▶ **Tasks and exercises**
(1) Answer these questions about the hip osteotomy text:
(a) How long were the children kept in a spica cast after surgery?
(b) In the Pemberton osteotomy, toward what structure was the cut made?
(c) After the first year, how often did patients have X-ray scans?
(2) In the hip osteotomy text, how would you render this sentence in Spanish: "Two Hohmann retractors were placed, protecting the soft tissues during the osteotomy."

▶ **Supplied text**

»»

Salter osteotomy was performed from the sciatic notch to 1–2 mm proximal to the anterior inferior iliac spine (AIIS). The distal fragment was pulled distally to allow for anterior and caudal rotation of the acetabulum through the symphysis, and an autogenous iliac wedge was inserted in the middle, fixed with 2–3 Kirschner wires.
Pemberton osteotomy was performed toward the ilioischial limb of the triradiate cartilage, which ended between the notch and the posterior portion of the acetabulum. The distal end of the osteotomy was overturned downward, and an autogenous iliac wedge was inserted in the middle.
Triple osteotomy added a vertical incision in the genitofemoral fold used to finish the osteotomy of the pubis and Ischium. The superior ramus was approached extraperiosteally. Two Hohmann retractors were placed, protecting the soft tissues during the osteotomy. The osteotomies were carried out near the pubis with an osteotome. The inferior ramus was accessed by bluntly dissecting through the adductor magnus. Iliac osteotomy was performed using the same groin incision from the sciatic notch to just above the anteroinferior iliac spine. The acetabulum block was pushed through the pubic and iliac incisions and was rotated downward, outward, and forward. Two Kirschner wires were used for fixation from the proximal end to the distal end, and one Kirschner wire was used for fixation from the distal end to the proximal end.
After surgery, all the children were treated with a spica cast fixation for six weeks, the cast was removed six weeks later, and the hip joint weight-free functional exercise was performed for two weeks before walking. In addition, pelvic orthography was reviewed six weeks after surgery, and every three months thereafter.
After discharge, the outpatient review was followed up for at least 1 year. All patients underwent X-ray scanning every three months in the first year and every six months after one year. The following X-ray features were analyzed (Fig. 1): (1) iliac crest inclination (ICI): the angle between the line connecting the top of the iliac crest and the teardrop line (it was defined as positive if the value on operative side higher than the non-operative, and negative if the operative side lower than the non-operative side); (2) pelvis height (PH): a parallel line was drawn between the highest point of the ilium and the lowest point of the ischium, the vertical distance between the two parallel lines; (3) horizontal distance of acetabulum rotation center(HD): the vertical distance between the acetabulum rotation center and the midline of sacrum; (4) vertical distance of acetabulum center (VD): the distance from the center of acetabulum to the lowest level of the sacroiliac joint (the lowest line of the sacroiliac joint vertical to the midline of sacrum).
Positive post-preoperative differences were defined as the distance on the operative side being larger than the distance on the non-operative side. Otherwise, they were recorded as negative. The percentage difference was calculated as (operative − non-operative)/non-operative *100%.

««

▶ **Provided records**
»»

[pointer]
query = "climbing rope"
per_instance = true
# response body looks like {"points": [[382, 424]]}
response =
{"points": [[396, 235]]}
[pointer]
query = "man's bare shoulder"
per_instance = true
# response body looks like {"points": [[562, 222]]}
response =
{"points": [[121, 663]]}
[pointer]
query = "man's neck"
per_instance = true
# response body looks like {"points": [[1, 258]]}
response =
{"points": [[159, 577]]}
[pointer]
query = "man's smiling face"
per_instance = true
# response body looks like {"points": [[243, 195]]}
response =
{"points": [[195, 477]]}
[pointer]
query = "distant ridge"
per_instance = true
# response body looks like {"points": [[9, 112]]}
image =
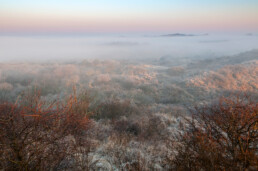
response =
{"points": [[181, 35]]}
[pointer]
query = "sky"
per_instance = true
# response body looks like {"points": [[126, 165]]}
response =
{"points": [[111, 16]]}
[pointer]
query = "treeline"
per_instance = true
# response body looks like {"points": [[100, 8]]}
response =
{"points": [[71, 135]]}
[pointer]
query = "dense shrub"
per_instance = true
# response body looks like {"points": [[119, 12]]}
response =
{"points": [[36, 137], [222, 136]]}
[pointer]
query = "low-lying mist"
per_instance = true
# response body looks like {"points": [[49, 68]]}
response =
{"points": [[60, 48]]}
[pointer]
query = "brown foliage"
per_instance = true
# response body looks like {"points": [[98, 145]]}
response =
{"points": [[39, 137], [222, 136]]}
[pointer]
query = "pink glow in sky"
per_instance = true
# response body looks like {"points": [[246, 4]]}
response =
{"points": [[79, 16]]}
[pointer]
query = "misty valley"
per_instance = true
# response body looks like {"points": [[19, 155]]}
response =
{"points": [[130, 114]]}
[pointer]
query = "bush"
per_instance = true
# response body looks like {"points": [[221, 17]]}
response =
{"points": [[36, 137], [221, 136], [114, 109]]}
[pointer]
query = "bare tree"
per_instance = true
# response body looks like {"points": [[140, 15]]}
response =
{"points": [[221, 136]]}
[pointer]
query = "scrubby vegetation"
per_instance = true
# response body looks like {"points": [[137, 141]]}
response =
{"points": [[130, 115]]}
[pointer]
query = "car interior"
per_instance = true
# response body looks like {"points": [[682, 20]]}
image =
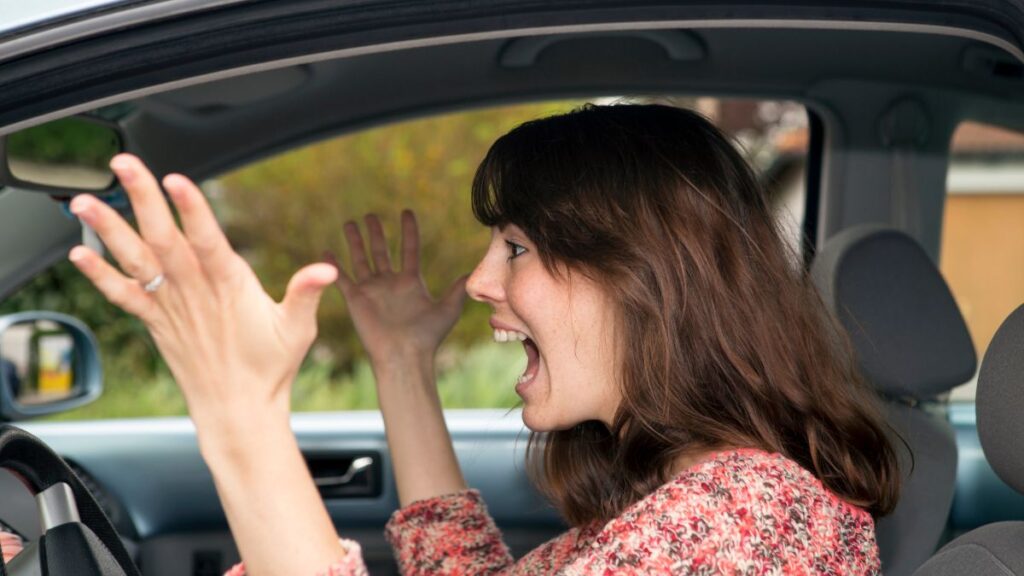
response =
{"points": [[205, 91]]}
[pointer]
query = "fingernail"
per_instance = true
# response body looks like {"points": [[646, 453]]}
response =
{"points": [[76, 254], [79, 205]]}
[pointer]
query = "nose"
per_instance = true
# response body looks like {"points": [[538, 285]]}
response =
{"points": [[485, 283]]}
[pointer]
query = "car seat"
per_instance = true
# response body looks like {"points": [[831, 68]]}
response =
{"points": [[912, 345], [994, 549]]}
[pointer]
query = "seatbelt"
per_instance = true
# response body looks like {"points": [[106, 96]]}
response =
{"points": [[904, 131]]}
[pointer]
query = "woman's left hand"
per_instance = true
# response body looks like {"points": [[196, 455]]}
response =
{"points": [[232, 350]]}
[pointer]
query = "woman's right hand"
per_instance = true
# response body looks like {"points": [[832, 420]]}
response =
{"points": [[395, 316]]}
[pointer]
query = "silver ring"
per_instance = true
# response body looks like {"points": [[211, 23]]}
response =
{"points": [[155, 284]]}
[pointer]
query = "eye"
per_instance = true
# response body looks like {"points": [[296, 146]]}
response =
{"points": [[515, 250]]}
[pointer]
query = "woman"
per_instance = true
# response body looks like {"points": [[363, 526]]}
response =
{"points": [[693, 409]]}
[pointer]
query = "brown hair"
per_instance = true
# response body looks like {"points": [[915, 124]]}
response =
{"points": [[729, 344]]}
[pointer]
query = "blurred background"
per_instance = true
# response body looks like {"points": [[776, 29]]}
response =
{"points": [[285, 211]]}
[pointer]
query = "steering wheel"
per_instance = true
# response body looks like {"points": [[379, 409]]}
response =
{"points": [[78, 538]]}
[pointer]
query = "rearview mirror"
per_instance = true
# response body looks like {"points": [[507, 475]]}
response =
{"points": [[67, 155], [48, 364]]}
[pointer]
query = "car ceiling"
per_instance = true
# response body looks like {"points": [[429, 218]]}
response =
{"points": [[248, 112]]}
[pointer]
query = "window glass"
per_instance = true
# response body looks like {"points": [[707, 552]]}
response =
{"points": [[284, 211], [982, 237]]}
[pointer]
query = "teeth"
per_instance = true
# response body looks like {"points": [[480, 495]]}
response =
{"points": [[509, 336]]}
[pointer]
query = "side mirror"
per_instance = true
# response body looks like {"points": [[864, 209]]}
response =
{"points": [[67, 155], [48, 363]]}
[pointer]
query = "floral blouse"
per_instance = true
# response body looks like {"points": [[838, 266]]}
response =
{"points": [[741, 511]]}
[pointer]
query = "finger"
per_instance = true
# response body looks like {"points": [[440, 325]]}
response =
{"points": [[360, 268], [378, 244], [344, 283], [410, 243], [302, 297], [133, 255], [202, 231], [122, 292], [12, 545], [153, 214]]}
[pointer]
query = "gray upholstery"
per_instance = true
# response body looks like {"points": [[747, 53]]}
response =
{"points": [[1000, 402], [911, 343], [908, 333], [995, 548], [911, 533]]}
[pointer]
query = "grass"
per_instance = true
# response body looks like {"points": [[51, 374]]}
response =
{"points": [[481, 376]]}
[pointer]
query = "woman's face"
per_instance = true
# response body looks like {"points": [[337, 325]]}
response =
{"points": [[565, 326]]}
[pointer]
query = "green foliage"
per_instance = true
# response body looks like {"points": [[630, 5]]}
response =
{"points": [[68, 140], [283, 213]]}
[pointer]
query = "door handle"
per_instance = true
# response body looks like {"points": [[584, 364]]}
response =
{"points": [[357, 465], [346, 475]]}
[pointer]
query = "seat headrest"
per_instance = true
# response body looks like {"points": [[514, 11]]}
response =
{"points": [[999, 402], [906, 329]]}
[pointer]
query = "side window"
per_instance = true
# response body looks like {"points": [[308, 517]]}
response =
{"points": [[284, 211], [982, 233]]}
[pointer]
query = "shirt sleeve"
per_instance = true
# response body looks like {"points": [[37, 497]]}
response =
{"points": [[448, 535], [351, 565]]}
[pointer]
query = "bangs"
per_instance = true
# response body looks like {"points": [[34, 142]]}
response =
{"points": [[506, 188], [528, 177]]}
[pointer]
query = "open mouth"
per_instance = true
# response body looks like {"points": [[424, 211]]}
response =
{"points": [[532, 362], [532, 354]]}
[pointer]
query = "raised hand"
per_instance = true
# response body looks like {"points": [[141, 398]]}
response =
{"points": [[232, 350], [393, 312]]}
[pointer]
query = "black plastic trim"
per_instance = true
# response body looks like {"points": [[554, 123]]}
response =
{"points": [[238, 35], [812, 175]]}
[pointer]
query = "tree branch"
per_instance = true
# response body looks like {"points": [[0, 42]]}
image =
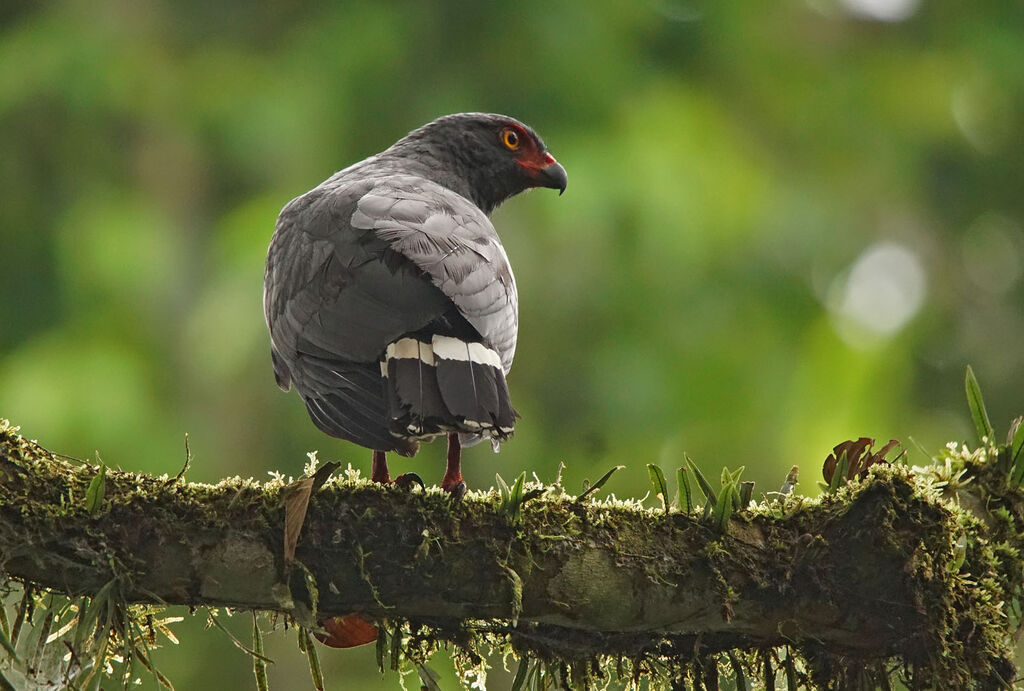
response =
{"points": [[868, 573]]}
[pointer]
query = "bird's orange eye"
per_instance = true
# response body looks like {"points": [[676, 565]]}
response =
{"points": [[510, 138]]}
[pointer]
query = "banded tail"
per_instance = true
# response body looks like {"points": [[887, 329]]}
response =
{"points": [[444, 385]]}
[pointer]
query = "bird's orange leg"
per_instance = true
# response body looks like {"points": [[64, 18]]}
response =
{"points": [[452, 482]]}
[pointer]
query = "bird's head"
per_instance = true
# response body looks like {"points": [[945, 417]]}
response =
{"points": [[483, 156]]}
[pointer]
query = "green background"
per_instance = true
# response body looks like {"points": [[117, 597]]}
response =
{"points": [[786, 225]]}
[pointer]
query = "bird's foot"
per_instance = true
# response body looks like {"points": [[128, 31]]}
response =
{"points": [[407, 480], [456, 489]]}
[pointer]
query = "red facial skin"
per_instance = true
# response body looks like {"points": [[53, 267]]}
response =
{"points": [[529, 157]]}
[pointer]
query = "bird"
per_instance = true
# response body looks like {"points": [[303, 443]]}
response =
{"points": [[390, 301]]}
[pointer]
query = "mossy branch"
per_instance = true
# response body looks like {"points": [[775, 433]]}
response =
{"points": [[880, 570]]}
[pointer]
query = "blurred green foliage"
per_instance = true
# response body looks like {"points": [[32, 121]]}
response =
{"points": [[785, 226]]}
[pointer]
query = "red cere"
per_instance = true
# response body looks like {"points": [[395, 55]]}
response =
{"points": [[534, 160]]}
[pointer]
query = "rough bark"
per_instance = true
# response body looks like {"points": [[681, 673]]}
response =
{"points": [[861, 575]]}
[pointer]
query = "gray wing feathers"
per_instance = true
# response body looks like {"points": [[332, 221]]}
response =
{"points": [[452, 241]]}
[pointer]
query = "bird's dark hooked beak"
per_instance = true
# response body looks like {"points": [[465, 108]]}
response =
{"points": [[553, 176], [546, 173]]}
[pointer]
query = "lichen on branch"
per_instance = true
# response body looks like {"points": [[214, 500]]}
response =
{"points": [[889, 571]]}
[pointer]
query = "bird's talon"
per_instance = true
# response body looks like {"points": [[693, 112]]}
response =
{"points": [[407, 480], [458, 491]]}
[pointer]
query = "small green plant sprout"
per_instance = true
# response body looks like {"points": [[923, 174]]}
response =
{"points": [[657, 479], [977, 405], [1015, 452], [684, 494], [1010, 457], [259, 664], [511, 499], [728, 498], [711, 498], [97, 487], [850, 461], [309, 650], [792, 480], [597, 485]]}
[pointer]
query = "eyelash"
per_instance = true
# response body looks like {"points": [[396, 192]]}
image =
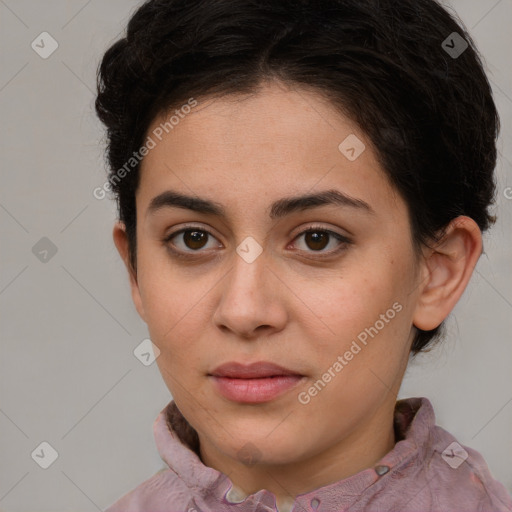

««

▶ **Numbered answers**
(1)
(a) Six weeks.
(b) The ilioischial limb of the triradiate cartilage.
(c) Every six months.

(2) Se colocaron dos separadores de Hohmann, que protegieron los tejidos blandos durante la osteotomía.